— START OF Data for processing —
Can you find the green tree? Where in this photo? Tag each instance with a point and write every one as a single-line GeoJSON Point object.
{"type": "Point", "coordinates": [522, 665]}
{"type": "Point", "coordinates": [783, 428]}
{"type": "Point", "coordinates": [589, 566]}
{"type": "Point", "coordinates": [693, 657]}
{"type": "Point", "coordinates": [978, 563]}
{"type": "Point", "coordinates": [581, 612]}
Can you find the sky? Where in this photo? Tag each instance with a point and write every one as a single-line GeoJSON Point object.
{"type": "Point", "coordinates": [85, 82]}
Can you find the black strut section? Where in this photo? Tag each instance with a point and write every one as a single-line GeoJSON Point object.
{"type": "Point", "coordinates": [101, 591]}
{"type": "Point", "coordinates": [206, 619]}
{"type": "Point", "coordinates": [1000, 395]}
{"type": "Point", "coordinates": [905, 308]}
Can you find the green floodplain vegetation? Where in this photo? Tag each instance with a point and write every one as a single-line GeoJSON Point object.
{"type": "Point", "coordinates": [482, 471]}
— END OF Data for processing —
— START OF Data for processing —
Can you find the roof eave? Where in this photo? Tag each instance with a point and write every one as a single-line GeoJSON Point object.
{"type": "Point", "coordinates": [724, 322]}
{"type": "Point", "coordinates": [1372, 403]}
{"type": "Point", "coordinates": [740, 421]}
— END OF Data for processing —
**Short problem:** Gather every line of the records above that contains the word 'single', and copy each one unchanged.

**Final answer:**
Can you find the green tree? Where in this photo? Tag each instance with a point and write every one as a single-line GeoJSON Point object.
Can you find the sky? Where in this photo? Tag each instance with a point and write every one as a single-line GeoJSON Point object.
Can you find the black strut section? Where in this photo? Tag each instance with a point and write every one as a single-line GeoJSON Point object.
Can you find the green floodplain vegetation? Where in this photo? Tag each instance with a point and write every one as a single-line GeoJSON Point object.
Can you find the roof eave? Where in this photo? Tag each instance with a point and write every one as a single-line GeoJSON Point object.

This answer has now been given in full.